_Goal of the exercise_
Of the entries that follow, how many lines hold the string "canyon"? Write the number and nothing more.

Items listed in a dataset
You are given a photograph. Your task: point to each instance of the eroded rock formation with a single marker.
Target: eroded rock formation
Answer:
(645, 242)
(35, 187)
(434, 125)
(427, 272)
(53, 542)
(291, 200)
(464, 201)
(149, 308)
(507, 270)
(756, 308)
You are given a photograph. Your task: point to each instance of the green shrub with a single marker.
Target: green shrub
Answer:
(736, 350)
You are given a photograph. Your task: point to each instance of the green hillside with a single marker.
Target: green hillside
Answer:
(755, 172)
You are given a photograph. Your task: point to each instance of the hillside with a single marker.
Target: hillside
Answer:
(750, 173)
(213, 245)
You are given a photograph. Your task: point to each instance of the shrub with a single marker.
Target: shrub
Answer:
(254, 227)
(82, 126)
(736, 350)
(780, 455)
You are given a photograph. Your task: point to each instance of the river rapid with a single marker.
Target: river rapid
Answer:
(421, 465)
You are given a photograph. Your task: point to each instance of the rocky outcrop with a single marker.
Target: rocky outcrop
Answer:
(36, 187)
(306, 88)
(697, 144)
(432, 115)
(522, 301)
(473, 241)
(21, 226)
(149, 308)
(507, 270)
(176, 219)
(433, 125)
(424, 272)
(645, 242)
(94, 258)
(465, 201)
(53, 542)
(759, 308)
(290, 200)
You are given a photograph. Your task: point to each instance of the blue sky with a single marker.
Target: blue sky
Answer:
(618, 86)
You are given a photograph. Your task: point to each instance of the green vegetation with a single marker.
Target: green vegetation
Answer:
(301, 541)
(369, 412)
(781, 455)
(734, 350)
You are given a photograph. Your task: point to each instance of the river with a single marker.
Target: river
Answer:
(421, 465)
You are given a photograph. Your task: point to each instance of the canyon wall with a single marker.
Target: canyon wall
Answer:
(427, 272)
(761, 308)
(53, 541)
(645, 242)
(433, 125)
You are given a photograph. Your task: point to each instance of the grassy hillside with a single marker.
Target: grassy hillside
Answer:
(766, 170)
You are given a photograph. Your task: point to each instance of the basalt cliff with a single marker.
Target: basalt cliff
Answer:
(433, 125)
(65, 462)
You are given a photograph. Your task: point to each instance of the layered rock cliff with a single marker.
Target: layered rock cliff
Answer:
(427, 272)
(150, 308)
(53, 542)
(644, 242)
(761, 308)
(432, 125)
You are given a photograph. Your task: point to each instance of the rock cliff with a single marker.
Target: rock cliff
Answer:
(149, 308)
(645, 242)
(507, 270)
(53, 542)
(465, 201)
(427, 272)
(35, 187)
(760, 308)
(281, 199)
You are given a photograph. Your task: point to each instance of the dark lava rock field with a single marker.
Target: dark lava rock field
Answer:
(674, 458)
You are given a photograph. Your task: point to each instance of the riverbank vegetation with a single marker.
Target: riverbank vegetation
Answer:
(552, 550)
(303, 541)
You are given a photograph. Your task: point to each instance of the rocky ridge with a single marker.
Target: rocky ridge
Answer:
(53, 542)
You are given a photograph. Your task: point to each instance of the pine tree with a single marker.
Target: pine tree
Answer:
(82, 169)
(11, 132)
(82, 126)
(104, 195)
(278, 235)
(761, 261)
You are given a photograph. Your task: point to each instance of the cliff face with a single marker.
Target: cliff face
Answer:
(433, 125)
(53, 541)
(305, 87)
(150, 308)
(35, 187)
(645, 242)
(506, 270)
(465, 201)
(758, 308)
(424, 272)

_The answer_
2